[Extracted text]

Special thanks to all my Words With Friends buddies who play with me when the pain will not let me rest and patiently understand when the pain, fatigue, and fog keep me from playing. You know who you are...and you are all most dear to me! ~Meshea
In spite of having Fibromyalgia (FMS), I am still an intelligent, creative, expressive person with many ideas I want to develop into papers, books, blogs, etc. My biggest enemy is not the pain or the fatigue, however. What holds me back most of the time is Fibro Fog and the anxiety it causes. In fact, I can honestly say that, while the pain and fatigue have limited what I am able to do severely, it is really Fibro Fog that I find the hardest to cope with. The pain will ease up and the fatigue will lessen, eventually, and even those who do not believe in FMS understand pain and fatigue. Ah, but the Fog; that is a different story.
What is Fibro Fog?
For those of you new to FMS, it is that mental state you find yourself in which is literally like a "fog". It leaves you unable to find words you want to say or unable to say the words you want to say in the order you mean to say them. Simple things like making out bills, balancing your checkbook, checking your child's homework, making sure you have everything in your husband's lunchbox, etc. become overwhelming; you just cannot think through them!
What causes Fibro Fog?
As with all things fibro, who knows for sure? There are many theories. Of course, anytime one is fatigued, thought processes are affected. The many theories given by the experts start there and move on to the possibility of low blood sugar, inadequate neurotransmitters, etc.
How does Fibro Fog feel?
Whatever the cause, the best way I know to describe it like a heaviness in my head, usually accompanied by what feels like a band getting tighter and tighter around my head. I find myself unable to process what I am trying to do, to say what I am trying to say, or to keep up with my surroundings. People in stores or cars on the streets just seem to be rushing past me, and though I try to keep up mentally, I feel like I can only think and move in slow motion compared to the world around me.

[/Extracted text]

◆ **Required tasks**
1. In the post about Fibro Fog, shorten the paragraph that begins "For those of you new to FMS" into a brief bulleted list that keeps its main facts.
2. Write the next few paragraphs of the post on Fibro Fog, picking up right after its last paragraph.

[Dataset records]

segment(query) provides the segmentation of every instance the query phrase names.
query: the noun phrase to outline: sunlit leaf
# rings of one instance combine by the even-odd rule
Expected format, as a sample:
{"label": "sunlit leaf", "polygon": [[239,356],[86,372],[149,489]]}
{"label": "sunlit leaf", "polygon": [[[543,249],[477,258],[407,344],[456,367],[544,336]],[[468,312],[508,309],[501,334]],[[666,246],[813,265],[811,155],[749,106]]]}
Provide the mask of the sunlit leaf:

[/Dataset records]

◆ **Written responses**
1.
- Fibro Fog is a mental state that feels literally like a "fog."
- It makes it hard to find the words you want, or to say them in the order you mean.
- Simple tasks become overwhelming because you can't think them through. Examples are making out bills, balancing a checkbook, checking a child's homework, and packing everything in a husband's lunchbox.

2.
When does Fibro Fog occur?
Whenever it wants to! Seriously, it is more apt to occur if you are in severe pain and/or are fatigued, but Fibro Fog is its own entity. It seemingly does not require anything else to exist; it just does.
The unpredictability of Fibro Fog, the mental limitations it brings, and my inability to do anything other than endure it until it passes are the reasons why I feel that Fibro Fog is the worst part of having FMS for me. Fibro Fog is the aspect that makes it unsafe for me to drive very far, or even at all. Fibro Fog is why I hate talking on the phone, taking care of business of any kind, or going to new doctors. Fibro Fog is the main reason I cannot be dependable, productive, support myself...it is what has most robbed me of myself. Pain and fatigue take away my vigor; Fibro Fog takes away my ability to communicate and function effectively.
I believe, at least for me, that this is what mostly causes my anxiety issues: the unpredictable, yet inevitable appearance of Fibro Fog. Fibro Fog is what I have been most angry about...what I am still angry about...when it comes to LIVING a fibroLIFE: I truly hate it.
Of late, it has been much worse for me. Not because the fog itself is any worse, but because I am trying harder to accomplish things in spite of it. It is a vicious cycle. I am a bit foggy, but I want to write. So I sit down to write, my head starts to hurt worse, the "band" around it feels tighter, the words get harder to find, the thoughts get harder to form, so I try a bit harder...and then my head hurt worse, the "band" around it feels even tighter... You get the picture.
This causes me to feel even less productive as a person than I already felt. This increases my anxiety. This increases my pain, thus the fatigue gets worse, and then the fog gets worse... Yet another vicious cycle!
I wish I could tell you I had the answers to this, but as usual, all I can tell you is the truth: There is no magic potion, no magic beans, no hocus pocus, etc. and do NOT believe anyone who tells you they have found "the cure"! All I have found that works is keeping life as simple as possible, keeping up with fibroBASICS such as adequate rest, hydration, nutrition, exercise, etc., perseverance, a positive attitude, being thankful and focusing on what I can do rather than what I cannot do, and humor! Thank God for humor! (Oh, and I must not forget, Words With Friends!)
I am so very sorry I do not have something magical for you, but I do hope my openness and honesty can help you in some way. Read this slowly and compare your own experiences with what I have shared here. Share this with your family and friends then discuss it calmly, openly, and honestly. Pass it along to those who may need to read it. Write to me about your own feelings and experiences with that hateful, unrelenting beast, Fibro Fog. Let the anger out, the sadness, and the feelings of loss. But, also, recommit to fibroBASICS and persevere, be positive and thankful, focus on what you can do, and add heavy, daily doses of humor into your life! (Oh, and you might want to try Words With Friends!)